Tally up every line in the records beneath that has "above", and write down only the total.
#### TASK INPUTS ####
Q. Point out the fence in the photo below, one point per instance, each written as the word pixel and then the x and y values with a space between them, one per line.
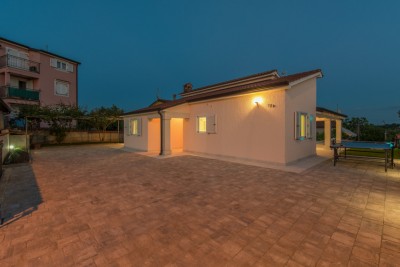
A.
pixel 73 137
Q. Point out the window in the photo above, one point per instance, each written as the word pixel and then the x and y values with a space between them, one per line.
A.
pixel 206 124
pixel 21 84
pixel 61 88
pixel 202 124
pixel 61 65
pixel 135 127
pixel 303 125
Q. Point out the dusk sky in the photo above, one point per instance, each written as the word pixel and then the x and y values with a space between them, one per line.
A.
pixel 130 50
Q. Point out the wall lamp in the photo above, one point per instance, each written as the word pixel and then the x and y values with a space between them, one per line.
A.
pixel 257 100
####
#### TASK INPUTS ####
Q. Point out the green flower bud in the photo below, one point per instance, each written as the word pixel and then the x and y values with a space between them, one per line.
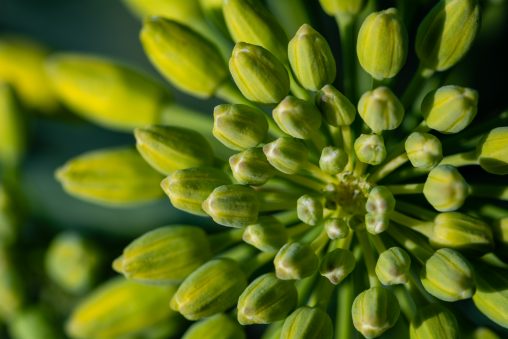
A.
####
## EXERCISE SOLUTION
3